What mushrooms can teach us
Musings from a writing workshop
During a recent summer writing workshop at GenWise, I had the opportunity to work alongside some exceptionally talented, remarkably grounded and profoundly influential teachers. I'll write about those interactions separately because it's genuinely worth sharing.
Summer programs have that special ingredient where people we don't know, we've never met and perhaps will never meet again become part of our lives in a manner where we draw on those memories for comfort or succour years later.
Today though, I'm writing about mushrooms, and no, I'm not referring to the magical kind. Ah! Perhaps the thought has already occurred, and you are thinking, "but that's an odd topic to write about after a writing workshop." Well, everything is connected to everything in this world.

Dataset entries –

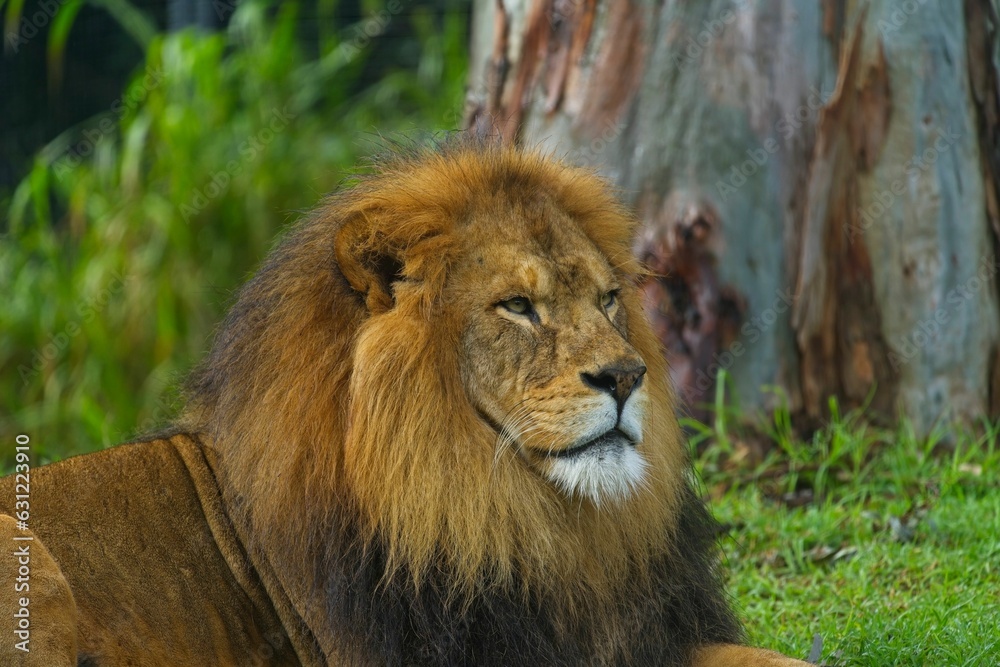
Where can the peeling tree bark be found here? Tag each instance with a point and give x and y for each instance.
(817, 183)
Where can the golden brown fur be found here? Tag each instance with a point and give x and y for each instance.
(399, 446)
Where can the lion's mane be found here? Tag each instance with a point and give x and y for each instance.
(347, 446)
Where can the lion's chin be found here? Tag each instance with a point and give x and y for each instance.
(606, 469)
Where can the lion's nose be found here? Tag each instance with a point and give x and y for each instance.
(618, 381)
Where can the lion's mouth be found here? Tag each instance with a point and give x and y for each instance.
(613, 439)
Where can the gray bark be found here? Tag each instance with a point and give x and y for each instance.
(817, 182)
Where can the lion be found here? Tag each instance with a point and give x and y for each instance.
(434, 429)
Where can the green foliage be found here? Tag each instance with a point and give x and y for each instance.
(125, 242)
(891, 558)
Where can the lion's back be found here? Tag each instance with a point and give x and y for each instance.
(132, 529)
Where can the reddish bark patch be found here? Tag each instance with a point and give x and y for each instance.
(985, 83)
(618, 68)
(836, 317)
(554, 40)
(692, 313)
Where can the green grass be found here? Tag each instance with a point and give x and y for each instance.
(884, 544)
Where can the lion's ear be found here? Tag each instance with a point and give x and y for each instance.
(369, 262)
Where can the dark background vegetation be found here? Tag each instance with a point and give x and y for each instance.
(148, 160)
(152, 153)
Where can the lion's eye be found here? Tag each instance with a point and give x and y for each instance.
(609, 299)
(519, 305)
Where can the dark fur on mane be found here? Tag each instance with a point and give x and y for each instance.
(388, 623)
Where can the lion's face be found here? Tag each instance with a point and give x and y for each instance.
(545, 354)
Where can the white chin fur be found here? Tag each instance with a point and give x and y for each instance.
(608, 473)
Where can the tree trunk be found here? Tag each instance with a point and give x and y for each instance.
(816, 182)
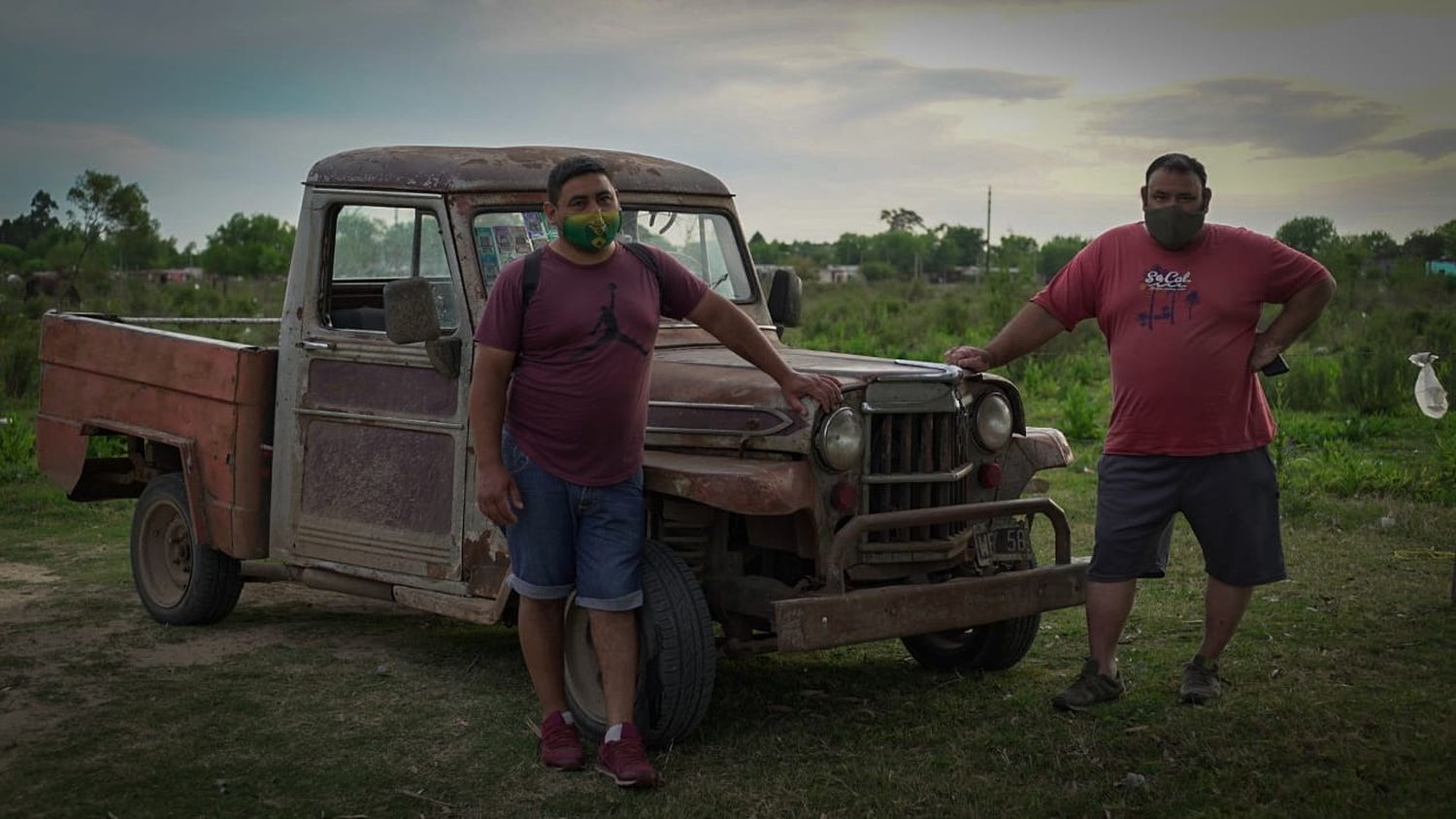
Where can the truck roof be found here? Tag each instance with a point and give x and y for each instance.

Goal – Extend the essay on mushrooms and the writing workshop, picking up after its final sentence. The rows play no part in what follows and can be passed over.

Result below –
During the writing workshop, I took my group of students on different writing excursions. I specifically chose these locales for how they lend themselves to building connections, especially with oneself. Considering there are no material or artificial distractions, I'd call it the perfect setting for anyone who wants to simply meander into their innermost thoughts, slow down and allow the warmth of their thoughts and feelings to soak into any stiffness built up over the years. I'm yet to hear from a student that this approach simply did not work! We consistently arrive at the aha moment when they put pen to paper.
So why mushrooms of all things, you wonder?
When we began, the depression in the Bay brought on some torrential rains. Some parts of our excursion actually happened during these rainy days. Our paths were always laden with these beautiful, almost spectral stairways of mushrooms when we set off. During one of our coffee conversations, when I shared with my colleague how fascinating these finds of mushrooms were, she said, "very recently, where I live, the tar road was split into two, and we thought some old tree was trying to assert its presence, but it was mycelium when we looked closer. Perhaps, a preexisting crack in the road helped the spores find a way to make the most of the moisture within. Just thinking about the pure white mycelium against black tar wants me to break into poetry.
In fact, one of the first signs of life after the atomic bombing of Hiroshima (1945) was a mushroom: the matsutake. The most expensive and odorous mushroom in the world.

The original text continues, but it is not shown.